(Beginning of Text provided)
Hopper portrayed a young Napoléon Bonaparte (!) in the star-spangled The Story of Mankind (1957) and regularly appeared on screen throughout the 1960s, often in rather undemanding parts, usually as a villain in westerns such as True Grit (1969) and Hang 'Em High (1968). However, in early 1969, Hopper, fellow actor Peter Fonda and writer Terry Southern, wrote a counterculture road movie script and managed to scrape together $400,000 in financial backing. Hopper directed the low-budget film, titled Easy Rider (1969), starring Fonda, Hopper and a young Jack Nicholson. The film was a phenomenal box-office success, appealing to the anti-establishment youth culture of the times. It changed the Hollywood landscape almost overnight and major studios all jumped onto the anti-establishment bandwagon, pumping out low-budget films about rebellious hippies, bikers, draft dodgers and pot smokers. However, Hopper's next directorial effort, The Last Movie (1971), was a critical and financial failure, and he has admitted that during the 1970s he was seriously abusing various substances, both legal and illegal, which led to a downturn in the quality of his work. He appeared in a sparse collection of European-produced films over the next eight years, before cropping up in a memorable performance as a pot-smoking photographer alongside Marlon Brando and Martin Sheen in Francis Ford Coppola's Vietnam War epic Apocalypse Now (1979). He also received acclaim for his work in both acting and direction for Out of the Blue (1980).
With these two notable efforts, the beginning of the 1980s saw a renaissance of interest by Hollywood in the talents of Dennis Hopper and exorcising the demons of drugs and alcohol via a rehabilitation program meant a return to invigorating and provoking performances. He was superb in Rumble Fish (1983), co-starred in the tepid spy thriller The Osterman Weekend (1983), played a groovy school teacher in My Science Project (1985), was a despicable and deranged drug dealer in River's Edge (1986) and, most memorably, electrified audiences as foul-mouthed Frank Booth in the eerie and erotic David Lynch film Blue Velvet (1986). Interestingly, the offbeat Hopper was selected in the early 1980s to provide the voice of "The StoryTeller" in the animated series of "Rabbit Ears" children's films based upon the works of Hans Christian Andersen!
Hopper returned to film direction in the late 1980s and was at the helm of the controversial gang film Colors (1988), which was well received by both critics and audiences. He was back in front of the cameras for roles in Super Mario Bros. (1993), got on the wrong side of gangster Christopher Walken in True Romance (1993), led police officer Keanu Reeves and bus passenger Sandra Bullock on a deadly ride in Speed (1994) and challenged gill-man Kevin Costner for world supremacy in Waterworld (1995). The enigmatic Hopper has continued to remain busy through the 1990s and into the new century with performances in The Night We Called It a Day (2003), The Keeper (2004) and Land of the Dead (2005).
As well as his acting/directing talents, Hopper was a skilled photographer and painter, having had his works displayed in galleries in both the United States and overseas. He was additionally a dedicated and knowledgeable collector of modern art and has one of the most extensive collections in the United States. Dennis Hopper died of prostate cancer on May 29, 2010, less than two weeks after his 74th birthday.
(End of Text provided)
• Work task 1:
Answer these questions from the Dennis Hopper biography.
(a) How much financial backing did Hopper, Fonda, and Southern raise for their road movie?
(b) In which film did Hopper play Frank Booth?
(c) What caused Hopper's death, and on what date did he die?
• Work task 2:
Decide whether each statement agrees with the Dennis Hopper biography. Answer yes or no and quote the words that settle it.
(a) The Last Movie succeeded with both critics and audiences.
(b) Hopper directed the gang film Colors.
(c) Hopper's photographs and paintings were shown only in the United States.
• Work task 3:
Using the Dennis Hopper biography, explain in one to three sentences what caused the quality of Hopper's work to decline in the 1970s.
(Beginning of Supplied information)
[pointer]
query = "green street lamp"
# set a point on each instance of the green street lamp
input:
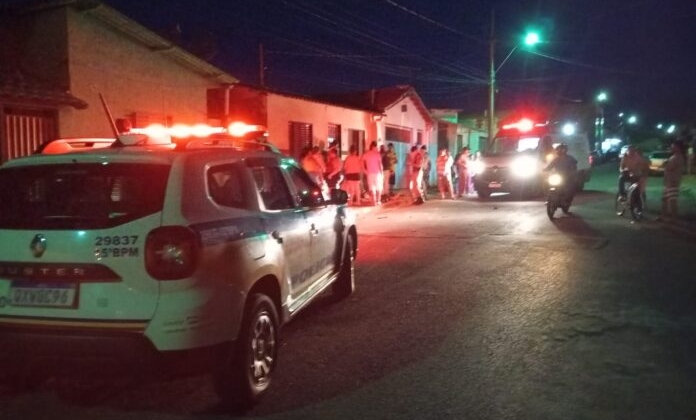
(531, 38)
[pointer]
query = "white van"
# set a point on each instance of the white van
(514, 161)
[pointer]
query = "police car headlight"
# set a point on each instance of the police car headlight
(555, 180)
(524, 167)
(477, 167)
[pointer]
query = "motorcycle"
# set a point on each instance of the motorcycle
(559, 194)
(633, 200)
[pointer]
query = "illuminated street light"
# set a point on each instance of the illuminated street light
(530, 39)
(568, 129)
(599, 122)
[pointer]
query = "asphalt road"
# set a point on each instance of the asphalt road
(467, 310)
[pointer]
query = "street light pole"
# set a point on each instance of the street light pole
(491, 81)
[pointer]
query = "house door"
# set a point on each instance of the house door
(401, 139)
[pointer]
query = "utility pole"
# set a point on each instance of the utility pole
(262, 70)
(491, 82)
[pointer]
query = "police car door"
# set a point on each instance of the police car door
(321, 219)
(284, 222)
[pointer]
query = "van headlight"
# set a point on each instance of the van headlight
(477, 167)
(555, 180)
(524, 167)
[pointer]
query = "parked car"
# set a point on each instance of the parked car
(657, 161)
(160, 259)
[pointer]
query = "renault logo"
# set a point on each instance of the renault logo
(38, 245)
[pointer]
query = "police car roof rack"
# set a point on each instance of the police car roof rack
(226, 141)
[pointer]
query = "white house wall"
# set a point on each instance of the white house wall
(411, 120)
(132, 78)
(285, 109)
(End of Supplied information)
• Task result 1:
(a) $400,000
(b) Blue Velvet (1986)
(c) Prostate cancer, on May 29, 2010

• Task result 2:
(a) No: "was a critical and financial failure"
(b) Yes: "was at the helm of the controversial gang film Colors (1988)"
(c) No: "having had his works displayed in galleries in both the United States and overseas"

• Task result 3:
Hopper has admitted that during the 1970s he was seriously abusing various substances, both legal and illegal. This abuse led to a downturn in the quality of his work.